> [PLANTEAMIENTO DEL PROBLEMA]: ¿Puedes retomar el relato de la jugada del gol de Lozano contra Alemania y continuarlo a partir de su última oración?

> [TEXTO EXTRAÍDO]:

Héctor Herrera le saca el balón a Thomas Müller en tres cuartos de cancha. La recupera Moreno y cede rápido hacia adelante, al Chícharo, que hace con Guardado una bella pared retrasada con la que deja tendido al zaguero alemán. Por la izquierda, a todo tren, el Chucky Lozano avanza y con gritos silenciosos pide la pelota que le es cedida. Al recibir hace un recorte a Özil con la izquierda y tarda una eternidad para ajustar el tiro con la derecha. El teutón queda fuera de la jugada y no se atreve a meter el botín por temor a cometer penal. Cuando Kroos está a una fracción de milésima de segundo de robarle el balón, el chamaco de 22 años, nacido en la capital del país, saca el disparo raso y vence a Neuer.

Datos de anclaje de frases:

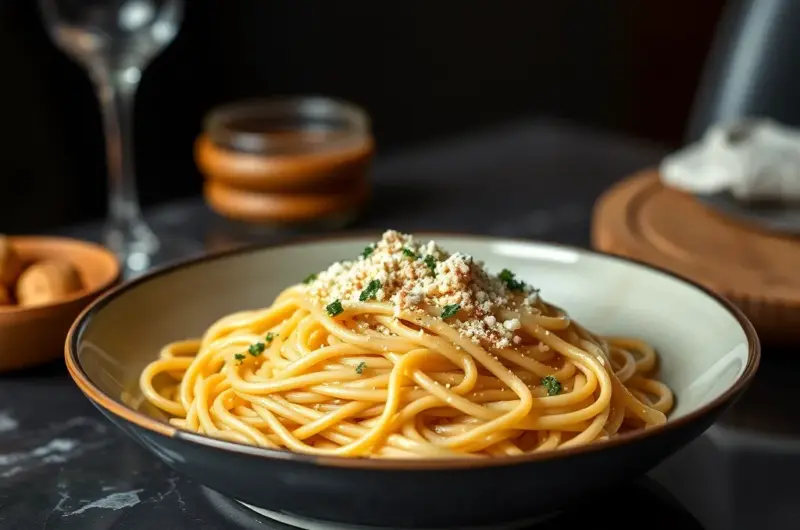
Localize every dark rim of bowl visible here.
[65,231,761,470]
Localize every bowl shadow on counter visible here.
[201,477,703,530]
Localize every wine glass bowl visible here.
[39,0,194,277]
[41,0,183,75]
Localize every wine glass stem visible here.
[94,70,158,254]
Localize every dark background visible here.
[0,0,724,232]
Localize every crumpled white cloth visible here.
[660,119,800,202]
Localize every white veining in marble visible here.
[64,489,144,517]
[0,417,108,479]
[0,410,19,433]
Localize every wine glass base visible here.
[117,234,204,280]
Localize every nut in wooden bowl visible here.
[0,236,120,372]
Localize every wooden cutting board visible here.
[592,169,800,343]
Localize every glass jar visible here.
[195,97,374,228]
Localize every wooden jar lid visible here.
[592,169,800,342]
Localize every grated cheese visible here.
[302,230,538,348]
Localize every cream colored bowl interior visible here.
[78,236,748,418]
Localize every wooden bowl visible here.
[0,236,120,372]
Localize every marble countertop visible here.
[0,121,800,530]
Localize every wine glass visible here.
[39,0,202,277]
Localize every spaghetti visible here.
[140,231,673,458]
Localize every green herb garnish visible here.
[497,269,525,291]
[325,298,344,317]
[442,304,461,320]
[247,342,267,357]
[422,256,436,274]
[358,280,381,302]
[403,247,417,259]
[542,375,561,396]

> [RESPUESTA]:
Es el Mundial de Rusia 2018, un domingo 17 de junio, en Moscú. La cámara sigue a la tropa tricolor que festeja el gol que ha sido, hasta ese momento, el más caro en toda su historia, pues significará un histórico triunfo sobre la portentosa Alemania Federal, uno de los colosos históricos del balompié mundial y campeón vigente del orbe.
Pero son pocos los que observan la desolación del Nationalelf. Les ocurre, en ese instante, el desconcierto que viene posterior al gol. Es un lapso cercano al minuto en el que unos celebran y otros se lamentan. Como el festejo de cualquier gol es una convención universal, se permite que el equipo que marca se abrace y se felicite. En tanto, los que han recibido, se sienten descorazonados. Desfallecen en el transcurso de esos segundos en los que hay que recoger el balón desde el fondo de la red.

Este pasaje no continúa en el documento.